» **ASSIGNMENT 1**
According to the post about Billy Wilkerson, which school did Billy transfer to in 1904?
» **ASSIGNMENT 2**
Copy everything in the Billy Wilkerson post from "Billy’s dad, William" down to "attend medical school.", word for word.
» **ASSIGNMENT 3**
Continue the post about Billy Wilkerson, starting after its final sentence.

» **SOURCE EXTRACT**
Billy Wilkerson, Book 2, Part 1: Studio Mogul in Training
Last month, I posted about a book about William Richard "Billy" Wilkerson, who founded The Hollywood Reporter and the Flamingo Hotel in Las Vegas. The Man Who Invented Las Vegas, written by his son, W.R. Wilkerson III, focused on Wilkerson’s Flamingo Hotel project. I wanted to learn more about how Wilkerson built The Hollywood Reporter and his other Hollywood businesses, so I read Hollywood Godfather: The Life and Crimes of Billy Wilkerson, also by W.R. Wilkerson III.
Billy’s dad, William Richard Wilkerson Sr., was a prolific gambler and alcoholic who passed out drunk after gambling while Billy was being born in 1890 in Nashville, Tennessee. He physically and verbally abused Billy, his only child, to the point where Billy’s mother, Mary, transferred him to a school run by Benedictine monks in Alabama. Billy flourished in the religious environment and transferred to Mount St. Mary’s prep school in Maryland in 1904. When Billy declared his intention of studying for the priesthood, his father went ballistic. He forced Billy to attend medical school.
In 1912, his father died, and Billy, who had failed almost half his courses that year, dropped out to support himself and his mother. He also married Helen Durkin that year. Billy started working at Lubin Manufacturing Company, which produced low-budget comedic shorts in Philadelphia. Lubkin shuttered five years later, and in 1916 Billy began managing a New Jersey nickelodeon his medical school friend had won in a bet. Billy renovated the nickelodeon to appeal to the highest-end customers so he could charge the highest prices. Within six months, it was doing well, and Billy bought a Ford Model T.

» **Dataset entries**

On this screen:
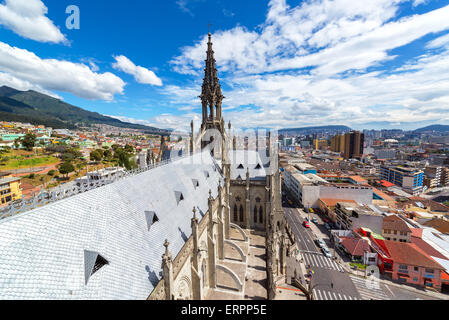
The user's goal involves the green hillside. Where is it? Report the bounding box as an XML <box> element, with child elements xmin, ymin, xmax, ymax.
<box><xmin>0</xmin><ymin>86</ymin><xmax>167</xmax><ymax>133</ymax></box>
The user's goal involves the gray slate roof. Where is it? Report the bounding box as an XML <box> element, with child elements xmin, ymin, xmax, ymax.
<box><xmin>0</xmin><ymin>152</ymin><xmax>223</xmax><ymax>299</ymax></box>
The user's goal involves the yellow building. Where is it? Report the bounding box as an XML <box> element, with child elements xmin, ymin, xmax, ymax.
<box><xmin>0</xmin><ymin>176</ymin><xmax>22</xmax><ymax>205</ymax></box>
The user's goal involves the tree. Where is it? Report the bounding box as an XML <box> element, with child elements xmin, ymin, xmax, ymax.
<box><xmin>59</xmin><ymin>162</ymin><xmax>75</xmax><ymax>177</ymax></box>
<box><xmin>14</xmin><ymin>138</ymin><xmax>21</xmax><ymax>149</ymax></box>
<box><xmin>103</xmin><ymin>149</ymin><xmax>112</xmax><ymax>159</ymax></box>
<box><xmin>21</xmin><ymin>133</ymin><xmax>36</xmax><ymax>151</ymax></box>
<box><xmin>125</xmin><ymin>144</ymin><xmax>134</xmax><ymax>153</ymax></box>
<box><xmin>90</xmin><ymin>150</ymin><xmax>103</xmax><ymax>162</ymax></box>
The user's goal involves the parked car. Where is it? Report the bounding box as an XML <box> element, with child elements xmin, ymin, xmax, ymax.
<box><xmin>316</xmin><ymin>238</ymin><xmax>326</xmax><ymax>248</ymax></box>
<box><xmin>321</xmin><ymin>247</ymin><xmax>332</xmax><ymax>258</ymax></box>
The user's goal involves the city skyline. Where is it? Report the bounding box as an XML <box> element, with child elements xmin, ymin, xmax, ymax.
<box><xmin>0</xmin><ymin>0</ymin><xmax>449</xmax><ymax>130</ymax></box>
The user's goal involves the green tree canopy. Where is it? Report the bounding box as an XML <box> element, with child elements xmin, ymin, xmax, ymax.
<box><xmin>90</xmin><ymin>150</ymin><xmax>103</xmax><ymax>162</ymax></box>
<box><xmin>21</xmin><ymin>133</ymin><xmax>36</xmax><ymax>151</ymax></box>
<box><xmin>59</xmin><ymin>162</ymin><xmax>75</xmax><ymax>176</ymax></box>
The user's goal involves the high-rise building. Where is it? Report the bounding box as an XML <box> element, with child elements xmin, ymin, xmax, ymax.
<box><xmin>380</xmin><ymin>166</ymin><xmax>424</xmax><ymax>195</ymax></box>
<box><xmin>331</xmin><ymin>134</ymin><xmax>345</xmax><ymax>152</ymax></box>
<box><xmin>344</xmin><ymin>131</ymin><xmax>365</xmax><ymax>159</ymax></box>
<box><xmin>313</xmin><ymin>139</ymin><xmax>329</xmax><ymax>150</ymax></box>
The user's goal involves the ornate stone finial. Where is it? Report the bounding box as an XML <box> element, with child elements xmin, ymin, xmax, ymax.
<box><xmin>164</xmin><ymin>239</ymin><xmax>170</xmax><ymax>257</ymax></box>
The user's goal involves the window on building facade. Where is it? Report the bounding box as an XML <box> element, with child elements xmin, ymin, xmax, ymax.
<box><xmin>254</xmin><ymin>206</ymin><xmax>257</xmax><ymax>223</ymax></box>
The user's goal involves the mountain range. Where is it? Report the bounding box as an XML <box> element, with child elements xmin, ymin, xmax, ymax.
<box><xmin>415</xmin><ymin>124</ymin><xmax>449</xmax><ymax>133</ymax></box>
<box><xmin>0</xmin><ymin>86</ymin><xmax>169</xmax><ymax>134</ymax></box>
<box><xmin>279</xmin><ymin>126</ymin><xmax>351</xmax><ymax>135</ymax></box>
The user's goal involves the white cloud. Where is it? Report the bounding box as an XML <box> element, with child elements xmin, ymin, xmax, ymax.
<box><xmin>426</xmin><ymin>34</ymin><xmax>449</xmax><ymax>49</ymax></box>
<box><xmin>0</xmin><ymin>42</ymin><xmax>125</xmax><ymax>100</ymax></box>
<box><xmin>164</xmin><ymin>0</ymin><xmax>449</xmax><ymax>128</ymax></box>
<box><xmin>112</xmin><ymin>55</ymin><xmax>162</xmax><ymax>86</ymax></box>
<box><xmin>0</xmin><ymin>0</ymin><xmax>67</xmax><ymax>43</ymax></box>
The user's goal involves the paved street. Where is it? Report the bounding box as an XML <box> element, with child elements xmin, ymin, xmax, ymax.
<box><xmin>302</xmin><ymin>252</ymin><xmax>344</xmax><ymax>272</ymax></box>
<box><xmin>284</xmin><ymin>191</ymin><xmax>442</xmax><ymax>300</ymax></box>
<box><xmin>284</xmin><ymin>202</ymin><xmax>361</xmax><ymax>300</ymax></box>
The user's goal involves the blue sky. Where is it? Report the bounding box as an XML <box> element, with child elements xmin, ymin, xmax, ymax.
<box><xmin>0</xmin><ymin>0</ymin><xmax>449</xmax><ymax>129</ymax></box>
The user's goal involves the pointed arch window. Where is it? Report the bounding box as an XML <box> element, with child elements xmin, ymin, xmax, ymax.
<box><xmin>254</xmin><ymin>206</ymin><xmax>257</xmax><ymax>223</ymax></box>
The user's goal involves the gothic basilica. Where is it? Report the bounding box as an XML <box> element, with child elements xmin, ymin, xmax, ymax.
<box><xmin>0</xmin><ymin>33</ymin><xmax>295</xmax><ymax>300</ymax></box>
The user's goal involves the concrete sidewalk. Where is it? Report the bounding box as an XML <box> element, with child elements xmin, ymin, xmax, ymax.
<box><xmin>345</xmin><ymin>268</ymin><xmax>449</xmax><ymax>300</ymax></box>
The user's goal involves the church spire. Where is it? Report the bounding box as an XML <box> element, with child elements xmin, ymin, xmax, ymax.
<box><xmin>200</xmin><ymin>30</ymin><xmax>224</xmax><ymax>131</ymax></box>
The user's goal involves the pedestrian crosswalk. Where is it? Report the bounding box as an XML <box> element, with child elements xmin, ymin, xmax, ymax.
<box><xmin>303</xmin><ymin>252</ymin><xmax>345</xmax><ymax>272</ymax></box>
<box><xmin>350</xmin><ymin>275</ymin><xmax>390</xmax><ymax>300</ymax></box>
<box><xmin>313</xmin><ymin>289</ymin><xmax>359</xmax><ymax>301</ymax></box>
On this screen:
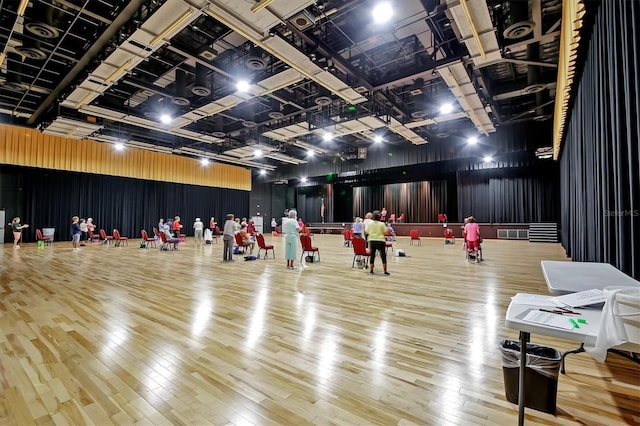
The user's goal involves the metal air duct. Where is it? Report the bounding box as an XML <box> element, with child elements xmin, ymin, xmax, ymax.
<box><xmin>522</xmin><ymin>42</ymin><xmax>547</xmax><ymax>94</ymax></box>
<box><xmin>191</xmin><ymin>62</ymin><xmax>211</xmax><ymax>97</ymax></box>
<box><xmin>503</xmin><ymin>0</ymin><xmax>536</xmax><ymax>39</ymax></box>
<box><xmin>3</xmin><ymin>52</ymin><xmax>27</xmax><ymax>92</ymax></box>
<box><xmin>16</xmin><ymin>37</ymin><xmax>47</xmax><ymax>61</ymax></box>
<box><xmin>25</xmin><ymin>3</ymin><xmax>60</xmax><ymax>38</ymax></box>
<box><xmin>171</xmin><ymin>69</ymin><xmax>191</xmax><ymax>106</ymax></box>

» **YOUR RESPONSE 1**
Mount St. Mary's prep school in Maryland.

» **YOUR RESPONSE 2**
Billy’s dad, William Richard Wilkerson Sr., was a prolific gambler and alcoholic who passed out drunk after gambling while Billy was being born in 1890 in Nashville, Tennessee. He physically and verbally abused Billy, his only child, to the point where Billy’s mother, Mary, transferred him to a school run by Benedictine monks in Alabama. Billy flourished in the religious environment and transferred to Mount St. Mary’s prep school in Maryland in 1904. When Billy declared his intention of studying for the priesthood, his father went ballistic. He forced Billy to attend medical school.

» **YOUR RESPONSE 3**
Billy was drafted for World War I in 1917, but during his medical exam, the doctor left the room to take a call, leaving behind Billy’s personnel record. Billy swiped it and bolted. With no record of him ever being in the Army, he never reported for service. When the 1918 influenza pandemic struck, it decimated the nickelodeon’s business. Billy quit and started working for Universal Studios delivering movies to nickelodeons. He was promoted to district manager of film distribution in Kansas City. Helen stayed in New York and Billy split his time between the two cities. In 1920, Billy returned to find Helen had left him for another man. After eight years of marriage, Billy was devastated. In 1921 he quit his job and traveled Europe to escape his grief. In 1922, he started working for what would later become Paramount Pictures as a film salesman. This job sent him on sales trips to Hollywood, where he saw the early beginnings of the film industry’s migration from New York City to this new location.
Billy was restless by the end of 1923. In 1924 he held several jobs in the industry, and in 1925 he started selling ads and writing for Film Daily, the main motion picture trade paper. The owner was a tyrant, and Billy missed being his own boss and keeping some of the profits he generated. He wanted to own a film studio, so in 1926 he took a train to Hollywood. Using a fake-it-till-you-make-it approach, Billy convinced popular actor/comedian El Brendel to star in the movie he and his friend Joe Pasternak would produce. Billy shopped the film to studios in New York, but they were controlled by autocratic moguls who “rivaled robber barons.” Billy failed to convince the studios. Wilkerson Studios never got off the ground.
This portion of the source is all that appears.